-------- Recorded information

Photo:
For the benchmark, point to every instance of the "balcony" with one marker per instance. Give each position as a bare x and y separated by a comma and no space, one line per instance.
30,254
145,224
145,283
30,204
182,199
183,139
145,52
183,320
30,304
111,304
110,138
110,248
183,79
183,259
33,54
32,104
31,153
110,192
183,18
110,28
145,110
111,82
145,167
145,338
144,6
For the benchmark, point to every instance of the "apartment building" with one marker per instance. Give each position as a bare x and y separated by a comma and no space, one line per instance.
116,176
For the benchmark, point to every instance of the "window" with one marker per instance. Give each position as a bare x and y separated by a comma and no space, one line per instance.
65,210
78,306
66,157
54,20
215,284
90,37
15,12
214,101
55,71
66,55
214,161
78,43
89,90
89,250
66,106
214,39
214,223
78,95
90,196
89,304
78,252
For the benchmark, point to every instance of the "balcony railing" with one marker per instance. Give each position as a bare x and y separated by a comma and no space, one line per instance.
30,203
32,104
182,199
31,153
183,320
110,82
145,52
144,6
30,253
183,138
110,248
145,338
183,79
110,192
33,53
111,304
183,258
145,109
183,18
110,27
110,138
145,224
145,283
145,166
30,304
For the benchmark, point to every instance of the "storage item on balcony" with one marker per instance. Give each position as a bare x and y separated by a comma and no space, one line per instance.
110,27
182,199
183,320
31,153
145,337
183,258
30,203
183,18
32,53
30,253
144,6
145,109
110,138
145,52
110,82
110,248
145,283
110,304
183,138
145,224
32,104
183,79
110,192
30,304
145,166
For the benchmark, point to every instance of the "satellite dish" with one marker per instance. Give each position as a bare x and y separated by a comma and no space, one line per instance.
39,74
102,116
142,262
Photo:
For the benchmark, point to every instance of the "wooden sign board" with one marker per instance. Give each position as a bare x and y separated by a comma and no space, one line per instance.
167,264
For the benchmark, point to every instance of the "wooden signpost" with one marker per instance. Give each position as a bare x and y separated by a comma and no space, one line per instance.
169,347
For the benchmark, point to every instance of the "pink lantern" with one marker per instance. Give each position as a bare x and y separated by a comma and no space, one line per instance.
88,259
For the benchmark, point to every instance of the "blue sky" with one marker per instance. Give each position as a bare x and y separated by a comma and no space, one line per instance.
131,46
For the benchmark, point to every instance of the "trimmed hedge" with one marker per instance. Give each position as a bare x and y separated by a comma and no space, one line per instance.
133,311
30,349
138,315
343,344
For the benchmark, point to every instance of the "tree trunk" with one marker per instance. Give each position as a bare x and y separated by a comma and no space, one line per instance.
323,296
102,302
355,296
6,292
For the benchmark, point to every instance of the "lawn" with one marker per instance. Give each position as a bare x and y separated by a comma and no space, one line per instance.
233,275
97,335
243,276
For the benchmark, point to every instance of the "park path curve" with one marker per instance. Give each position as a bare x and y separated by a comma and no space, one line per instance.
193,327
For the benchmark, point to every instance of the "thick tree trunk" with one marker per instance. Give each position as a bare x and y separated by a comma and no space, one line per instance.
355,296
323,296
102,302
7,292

----------------

§ What you should do: Output the complete data exactly as written.

§ Problem solution:
Photo:
For the benchmark, point to every instance of the "balcony" with one marker per instance. Give each position as a bare x and y separated by a comma and no space, one line per instance.
30,254
145,224
145,283
30,204
182,199
183,139
145,52
183,320
30,304
111,304
110,138
110,248
183,79
183,259
33,54
32,104
31,153
110,192
183,18
110,28
145,110
111,82
145,167
145,338
144,6
For the benchmark, point to every instance of the "apartment building" with one marker per instance. Give each position as a bare x and y separated by a comma and no space, one line per instance.
116,176
For the benchmark, point to every instance of the "window" with one marker per instance. Give each position as a bare x and y separated by a comma and no space, one line per instance.
65,210
78,306
66,157
54,20
215,284
90,37
15,12
214,101
55,71
66,55
214,161
78,43
89,90
89,250
66,106
214,39
214,223
78,95
90,196
89,304
78,252
For the benchmark, point to every instance of the "balcony railing" with one marker per instance. Give each position as a bare x and y separated by a comma and no space, one line per instance.
30,203
32,104
182,199
31,153
183,320
110,82
145,52
144,6
30,253
183,138
110,248
145,338
183,79
110,192
33,53
111,304
183,258
145,109
183,18
110,27
110,138
145,224
145,283
145,166
30,304
For the benchmark, point to every instance of the "storage item on balcony" with one marker per instance. Give each position as a bare x and y separated by a comma and no space, one line per instance.
110,27
182,199
183,320
31,153
145,337
183,258
30,203
183,18
32,53
30,253
144,6
145,109
110,138
145,52
110,82
110,248
145,283
110,304
183,138
145,224
32,104
183,79
110,192
30,304
145,166
For the benchmark, point to every instance of the "satellite dish" with one marker per instance. Give each position as a bare x and y separated by a comma and no space, one line per instance.
39,74
102,116
142,262
Photo:
For the benchmark, point to every instance of the "wooden sign board" with one marker per instance. Give each position as a bare x and y separated by a comma and no space, one line per instance.
167,264
For the benchmark, point to every instance of the "wooden signpost" with one marker per instance. Give each position as a bare x and y separated by a comma and no space, one line per instance.
169,347
For the benchmark, point to every instance of the "pink lantern" with one marker per instance. Give each position as a bare x and y separated by a comma and no space, one line per instance.
88,259
For the benchmark, point to every instance of the "blue sky" with one marker per instance. Give each position as a bare x and y separated by a comma and no space, one line per instance.
131,46
For the benchmark, point to every instance of the "trimmed hedge" with one marker per instance. Give each position as a bare x and y separated by a comma and no space, one line per instance.
133,311
30,349
138,315
343,344
For the benchmark, point to every instance of the "tree trunk" with one marker per instance. Give each position as a bare x and y separated by a comma and no space, one line per instance.
323,296
102,302
355,296
6,292
For the benchmark, point to every instance of the "lawn" with one marker per instance. Give each position as a bare x and y separated by a comma and no space, one line per instance.
233,275
97,335
243,276
For the benchmark, point to every instance of the "park path curve" with one marker per instance. Give each position as a bare x and y separated by a comma and no space, one line per instance.
193,327
For the benchmark, point to every instance of the "thick tree trunk" with one marker per instance. Give each position as a bare x and y separated by a comma and no space, one line per instance.
355,296
323,296
102,302
7,292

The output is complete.